__WHAT YOU ARE ASKED TO DO__.
Rewrite the rows from the line holding "of the running" through the end of the rows, inclusive, substituting "field count" for every "scouting tally" and leaving everything else unchanged.
★ ★ ★ ★ ★ ★ ★
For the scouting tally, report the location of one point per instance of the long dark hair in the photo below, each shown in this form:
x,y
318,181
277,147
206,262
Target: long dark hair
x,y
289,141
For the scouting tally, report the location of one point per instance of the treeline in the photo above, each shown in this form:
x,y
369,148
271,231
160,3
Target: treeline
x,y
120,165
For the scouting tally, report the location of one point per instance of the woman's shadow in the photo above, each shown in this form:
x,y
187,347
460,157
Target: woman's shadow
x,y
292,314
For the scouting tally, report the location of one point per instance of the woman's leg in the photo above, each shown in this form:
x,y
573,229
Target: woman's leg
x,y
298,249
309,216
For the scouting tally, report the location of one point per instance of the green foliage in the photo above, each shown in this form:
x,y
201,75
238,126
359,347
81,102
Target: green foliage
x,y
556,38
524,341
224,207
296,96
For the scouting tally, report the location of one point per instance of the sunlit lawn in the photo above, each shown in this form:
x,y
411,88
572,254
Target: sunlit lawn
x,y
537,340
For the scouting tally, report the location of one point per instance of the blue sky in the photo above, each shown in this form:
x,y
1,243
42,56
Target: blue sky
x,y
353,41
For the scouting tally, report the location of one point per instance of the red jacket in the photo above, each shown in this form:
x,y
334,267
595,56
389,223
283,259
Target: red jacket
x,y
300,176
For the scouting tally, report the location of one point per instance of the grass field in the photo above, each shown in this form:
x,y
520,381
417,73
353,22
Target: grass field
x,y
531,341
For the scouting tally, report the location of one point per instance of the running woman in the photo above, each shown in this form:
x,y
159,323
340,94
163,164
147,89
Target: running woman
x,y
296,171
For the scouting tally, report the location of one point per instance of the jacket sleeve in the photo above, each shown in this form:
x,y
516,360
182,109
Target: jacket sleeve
★ ★ ★ ★ ★ ★ ★
__SOLUTION BELOW__.
For the field count, report the location of one point per instance of the running woman in the photo above, each shown in this form:
x,y
159,323
340,94
163,164
147,89
Target: running woman
x,y
296,171
For the field count, report the location of one point per instance of the jacket sleeve in the photo above, each shown in this form:
x,y
516,360
182,109
Target: jacket sleeve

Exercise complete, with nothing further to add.